__Passage for review__:

Most brain functions—including how we sense, how we reason, and how we act—rely on interactions between brain areas. However, we are only just beginning to understand how neurons in different parts of the brain mediate these interactions.

The brain is able to sort which kind of information is passing from one area of the brain to another, according to a paper published today in Neuron, one of the premier journals in neuroscience. This paper is among the first published works looking at how populations of neurons interact between brain areas. 

The research team—which included Carnegie Mellon University’s João Semedo, an ECE postdoctoral researcher, and Byron Yu, an associate professor of biomedical engineering (BME) and electrical & computer engineering (ECE), as well as Adam Kohn of the Albert Einstein College of Medicine and Christian Machens of Champalimaud Research—found that communication between brain areas occurs through an information bottleneck, which they’ve termed a “communication subspace.” Certain types of information are able to “fit” through this bottleneck and others are not.

It’s all about the right information going into the right area—a square peg can’t fit into a round hole, after all.

__Data__:
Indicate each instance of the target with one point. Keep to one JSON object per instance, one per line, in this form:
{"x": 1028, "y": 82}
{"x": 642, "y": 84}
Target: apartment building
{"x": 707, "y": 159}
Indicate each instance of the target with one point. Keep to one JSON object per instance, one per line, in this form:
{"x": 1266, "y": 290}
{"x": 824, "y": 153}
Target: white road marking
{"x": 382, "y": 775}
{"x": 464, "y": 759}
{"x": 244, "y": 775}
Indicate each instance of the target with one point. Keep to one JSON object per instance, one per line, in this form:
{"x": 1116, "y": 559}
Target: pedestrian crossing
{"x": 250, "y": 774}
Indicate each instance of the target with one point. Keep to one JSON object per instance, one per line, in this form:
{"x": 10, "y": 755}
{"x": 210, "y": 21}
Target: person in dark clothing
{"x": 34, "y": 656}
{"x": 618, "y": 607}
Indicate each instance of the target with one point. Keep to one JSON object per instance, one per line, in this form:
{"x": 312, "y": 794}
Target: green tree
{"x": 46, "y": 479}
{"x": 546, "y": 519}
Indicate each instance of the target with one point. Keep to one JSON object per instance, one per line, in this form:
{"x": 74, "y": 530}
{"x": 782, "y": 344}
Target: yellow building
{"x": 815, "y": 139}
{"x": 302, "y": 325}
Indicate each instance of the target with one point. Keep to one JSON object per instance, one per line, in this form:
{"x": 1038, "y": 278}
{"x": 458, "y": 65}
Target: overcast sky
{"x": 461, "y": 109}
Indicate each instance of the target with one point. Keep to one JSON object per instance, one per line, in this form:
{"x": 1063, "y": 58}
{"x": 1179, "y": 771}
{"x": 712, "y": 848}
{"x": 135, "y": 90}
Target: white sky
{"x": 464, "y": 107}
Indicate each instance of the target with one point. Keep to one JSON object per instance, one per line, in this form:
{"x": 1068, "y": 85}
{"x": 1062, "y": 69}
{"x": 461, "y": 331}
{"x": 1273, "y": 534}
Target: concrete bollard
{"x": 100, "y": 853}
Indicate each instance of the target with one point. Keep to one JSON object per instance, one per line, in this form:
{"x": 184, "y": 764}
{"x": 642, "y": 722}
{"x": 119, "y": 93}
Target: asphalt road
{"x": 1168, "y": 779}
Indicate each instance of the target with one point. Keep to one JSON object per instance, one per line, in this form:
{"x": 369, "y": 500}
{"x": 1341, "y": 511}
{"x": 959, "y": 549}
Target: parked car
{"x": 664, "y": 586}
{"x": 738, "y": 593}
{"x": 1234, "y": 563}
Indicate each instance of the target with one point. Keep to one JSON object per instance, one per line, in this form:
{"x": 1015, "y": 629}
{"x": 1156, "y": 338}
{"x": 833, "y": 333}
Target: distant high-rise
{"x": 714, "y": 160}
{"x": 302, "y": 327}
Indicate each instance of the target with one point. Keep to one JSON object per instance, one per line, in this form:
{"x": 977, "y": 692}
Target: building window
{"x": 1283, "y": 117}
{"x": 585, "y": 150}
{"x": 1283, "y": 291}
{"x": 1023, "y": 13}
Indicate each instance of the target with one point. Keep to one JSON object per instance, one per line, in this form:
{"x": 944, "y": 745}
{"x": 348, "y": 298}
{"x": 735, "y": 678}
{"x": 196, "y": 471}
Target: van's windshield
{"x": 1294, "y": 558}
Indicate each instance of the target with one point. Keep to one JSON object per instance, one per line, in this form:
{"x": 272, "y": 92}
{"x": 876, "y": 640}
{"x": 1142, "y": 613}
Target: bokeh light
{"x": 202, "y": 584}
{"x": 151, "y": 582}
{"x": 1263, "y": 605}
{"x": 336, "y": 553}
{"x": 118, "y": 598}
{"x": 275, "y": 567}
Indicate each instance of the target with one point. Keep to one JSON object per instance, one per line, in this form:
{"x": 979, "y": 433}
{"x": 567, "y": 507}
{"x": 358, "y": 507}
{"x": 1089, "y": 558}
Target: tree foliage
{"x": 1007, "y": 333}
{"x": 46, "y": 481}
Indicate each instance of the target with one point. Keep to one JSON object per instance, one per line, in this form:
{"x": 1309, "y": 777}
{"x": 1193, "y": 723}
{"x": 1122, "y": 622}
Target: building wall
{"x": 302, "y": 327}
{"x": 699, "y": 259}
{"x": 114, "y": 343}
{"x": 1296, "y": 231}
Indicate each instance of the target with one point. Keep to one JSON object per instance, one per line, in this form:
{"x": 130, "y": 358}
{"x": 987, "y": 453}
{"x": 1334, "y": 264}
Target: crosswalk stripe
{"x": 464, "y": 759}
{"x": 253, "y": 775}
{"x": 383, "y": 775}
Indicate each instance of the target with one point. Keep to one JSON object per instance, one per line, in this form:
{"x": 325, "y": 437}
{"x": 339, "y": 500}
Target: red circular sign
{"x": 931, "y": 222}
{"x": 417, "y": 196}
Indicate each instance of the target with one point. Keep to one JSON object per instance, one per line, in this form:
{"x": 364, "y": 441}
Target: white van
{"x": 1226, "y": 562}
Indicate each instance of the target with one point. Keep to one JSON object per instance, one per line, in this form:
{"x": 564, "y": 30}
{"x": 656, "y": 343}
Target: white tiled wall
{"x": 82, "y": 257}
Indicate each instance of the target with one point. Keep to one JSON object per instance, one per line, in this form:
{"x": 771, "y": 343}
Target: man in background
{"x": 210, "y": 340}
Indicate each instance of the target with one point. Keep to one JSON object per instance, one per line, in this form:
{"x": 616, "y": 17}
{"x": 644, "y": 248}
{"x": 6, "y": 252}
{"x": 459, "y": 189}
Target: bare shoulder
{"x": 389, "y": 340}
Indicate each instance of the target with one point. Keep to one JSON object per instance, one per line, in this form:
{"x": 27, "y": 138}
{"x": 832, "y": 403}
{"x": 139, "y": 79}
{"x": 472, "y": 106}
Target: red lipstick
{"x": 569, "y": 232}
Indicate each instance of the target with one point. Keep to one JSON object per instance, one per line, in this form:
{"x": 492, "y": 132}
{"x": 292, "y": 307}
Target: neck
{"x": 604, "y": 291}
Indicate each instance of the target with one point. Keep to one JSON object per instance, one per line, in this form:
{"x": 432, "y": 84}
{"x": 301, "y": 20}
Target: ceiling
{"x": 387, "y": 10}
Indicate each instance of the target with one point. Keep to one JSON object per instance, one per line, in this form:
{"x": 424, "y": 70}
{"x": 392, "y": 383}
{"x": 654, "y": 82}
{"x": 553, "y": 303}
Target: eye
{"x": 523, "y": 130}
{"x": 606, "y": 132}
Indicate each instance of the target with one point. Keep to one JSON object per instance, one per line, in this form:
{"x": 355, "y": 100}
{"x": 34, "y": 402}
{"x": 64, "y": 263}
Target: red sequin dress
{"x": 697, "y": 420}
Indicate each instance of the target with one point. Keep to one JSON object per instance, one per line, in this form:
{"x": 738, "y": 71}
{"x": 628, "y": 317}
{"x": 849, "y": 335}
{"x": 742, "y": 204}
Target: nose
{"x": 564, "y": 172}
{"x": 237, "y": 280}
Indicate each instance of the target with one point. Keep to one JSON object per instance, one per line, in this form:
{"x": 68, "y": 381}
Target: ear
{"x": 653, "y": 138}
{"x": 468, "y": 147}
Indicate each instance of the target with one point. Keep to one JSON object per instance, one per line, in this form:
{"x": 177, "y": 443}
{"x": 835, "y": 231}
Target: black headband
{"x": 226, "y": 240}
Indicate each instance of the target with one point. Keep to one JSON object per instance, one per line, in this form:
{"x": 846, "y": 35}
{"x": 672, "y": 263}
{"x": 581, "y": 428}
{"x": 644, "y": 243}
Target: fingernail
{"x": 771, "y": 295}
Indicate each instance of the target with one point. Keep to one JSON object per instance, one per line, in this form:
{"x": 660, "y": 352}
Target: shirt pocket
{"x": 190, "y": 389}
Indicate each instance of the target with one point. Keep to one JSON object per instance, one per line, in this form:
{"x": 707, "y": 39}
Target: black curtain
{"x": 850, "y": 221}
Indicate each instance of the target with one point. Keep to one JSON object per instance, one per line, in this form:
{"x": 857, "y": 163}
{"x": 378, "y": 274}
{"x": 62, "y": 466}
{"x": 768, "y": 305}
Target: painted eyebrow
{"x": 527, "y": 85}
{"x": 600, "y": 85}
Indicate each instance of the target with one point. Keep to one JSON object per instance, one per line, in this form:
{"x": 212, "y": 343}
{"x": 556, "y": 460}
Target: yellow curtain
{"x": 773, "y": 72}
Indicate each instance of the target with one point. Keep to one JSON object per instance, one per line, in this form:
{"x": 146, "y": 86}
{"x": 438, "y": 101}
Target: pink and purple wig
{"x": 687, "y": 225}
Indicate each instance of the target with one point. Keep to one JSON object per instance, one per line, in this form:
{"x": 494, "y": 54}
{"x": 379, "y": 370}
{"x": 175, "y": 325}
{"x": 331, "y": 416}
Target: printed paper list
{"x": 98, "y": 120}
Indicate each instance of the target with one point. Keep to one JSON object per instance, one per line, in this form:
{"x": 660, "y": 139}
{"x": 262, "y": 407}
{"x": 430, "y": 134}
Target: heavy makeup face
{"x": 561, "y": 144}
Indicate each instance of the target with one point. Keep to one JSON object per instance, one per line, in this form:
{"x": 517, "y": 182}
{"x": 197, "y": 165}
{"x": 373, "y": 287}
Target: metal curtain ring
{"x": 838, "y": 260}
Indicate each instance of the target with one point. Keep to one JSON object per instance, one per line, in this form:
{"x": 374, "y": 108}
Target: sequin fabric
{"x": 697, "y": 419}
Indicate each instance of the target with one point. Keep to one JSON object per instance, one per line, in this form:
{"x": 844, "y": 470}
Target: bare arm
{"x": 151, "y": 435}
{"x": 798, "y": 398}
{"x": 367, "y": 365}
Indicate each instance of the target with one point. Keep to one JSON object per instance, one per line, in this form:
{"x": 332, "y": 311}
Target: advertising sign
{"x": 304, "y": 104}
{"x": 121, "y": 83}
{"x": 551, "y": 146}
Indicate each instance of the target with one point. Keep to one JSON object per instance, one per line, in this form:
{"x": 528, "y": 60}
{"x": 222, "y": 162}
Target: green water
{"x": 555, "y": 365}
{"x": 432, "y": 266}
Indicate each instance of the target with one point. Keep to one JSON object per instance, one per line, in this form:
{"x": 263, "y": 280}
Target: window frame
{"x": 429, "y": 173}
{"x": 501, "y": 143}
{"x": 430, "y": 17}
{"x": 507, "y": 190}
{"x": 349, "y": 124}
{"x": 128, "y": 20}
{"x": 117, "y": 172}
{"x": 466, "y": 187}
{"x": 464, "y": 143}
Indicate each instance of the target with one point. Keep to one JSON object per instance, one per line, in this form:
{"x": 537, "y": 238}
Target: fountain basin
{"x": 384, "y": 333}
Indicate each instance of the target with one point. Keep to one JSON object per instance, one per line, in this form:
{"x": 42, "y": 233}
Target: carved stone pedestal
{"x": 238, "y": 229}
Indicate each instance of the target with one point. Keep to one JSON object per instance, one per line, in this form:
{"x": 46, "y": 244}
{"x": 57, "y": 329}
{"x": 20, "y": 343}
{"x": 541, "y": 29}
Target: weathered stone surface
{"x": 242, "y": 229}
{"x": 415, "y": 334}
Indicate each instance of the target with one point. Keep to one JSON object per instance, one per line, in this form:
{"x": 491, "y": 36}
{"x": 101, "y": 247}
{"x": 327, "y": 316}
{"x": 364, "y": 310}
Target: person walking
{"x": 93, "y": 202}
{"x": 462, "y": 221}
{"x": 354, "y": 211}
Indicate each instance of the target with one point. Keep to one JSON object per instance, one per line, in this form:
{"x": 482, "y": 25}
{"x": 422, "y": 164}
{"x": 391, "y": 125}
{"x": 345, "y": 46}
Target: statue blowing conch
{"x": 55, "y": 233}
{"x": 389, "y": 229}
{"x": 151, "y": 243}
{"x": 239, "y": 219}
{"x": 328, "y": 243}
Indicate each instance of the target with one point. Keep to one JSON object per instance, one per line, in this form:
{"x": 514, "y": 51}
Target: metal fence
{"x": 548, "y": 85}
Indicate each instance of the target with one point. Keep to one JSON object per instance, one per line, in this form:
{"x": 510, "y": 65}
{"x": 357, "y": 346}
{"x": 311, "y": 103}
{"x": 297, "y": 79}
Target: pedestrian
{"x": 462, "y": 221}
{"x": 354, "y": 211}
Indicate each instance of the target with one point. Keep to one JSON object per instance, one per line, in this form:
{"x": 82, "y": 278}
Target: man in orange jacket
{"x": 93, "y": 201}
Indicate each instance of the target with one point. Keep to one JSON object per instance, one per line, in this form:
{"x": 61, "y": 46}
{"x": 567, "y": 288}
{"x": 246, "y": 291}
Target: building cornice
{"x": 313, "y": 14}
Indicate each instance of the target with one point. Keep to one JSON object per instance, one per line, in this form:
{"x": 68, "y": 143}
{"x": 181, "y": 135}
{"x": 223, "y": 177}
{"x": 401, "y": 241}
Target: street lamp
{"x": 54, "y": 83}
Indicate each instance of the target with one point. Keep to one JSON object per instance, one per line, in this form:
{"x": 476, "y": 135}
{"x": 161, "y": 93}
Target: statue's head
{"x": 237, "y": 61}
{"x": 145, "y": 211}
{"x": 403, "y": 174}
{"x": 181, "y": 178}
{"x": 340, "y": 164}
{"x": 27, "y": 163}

__To do__:
1 > List every member of the research team named in the article on communication between brain areas.
2 > Please write the next part of the article on communication between brain areas, picking up after its final sentence.

__Answers to this exercise__:
1 > João Semedo, Byron Yu, Adam Kohn, Christian Machens

2 >
João Semedo, Postdoctoral Researcher, Electrical and Computer Engineering

“Imagine a toddler’s shape sorting game,” says Semedo, who is also a 2018 graduate of the CMU|Portugal ECE Ph.D. program. “The star goes into the star-shaped hole and the triangle goes into the triangle-shaped hole. It’s all about the right information going into the right area—a square peg can’t fit into a round hole, after all.”

Observing two areas of the visual cortex, V1 and V2, Semedo and his team saw that certain population activity patterns were being selectively routed between the two brain areas. This “communication subspace” could be a mechanism by which different types of information, such as color and motion, encoded by one brain area are selectively routed to the appropriate downstream brain areas.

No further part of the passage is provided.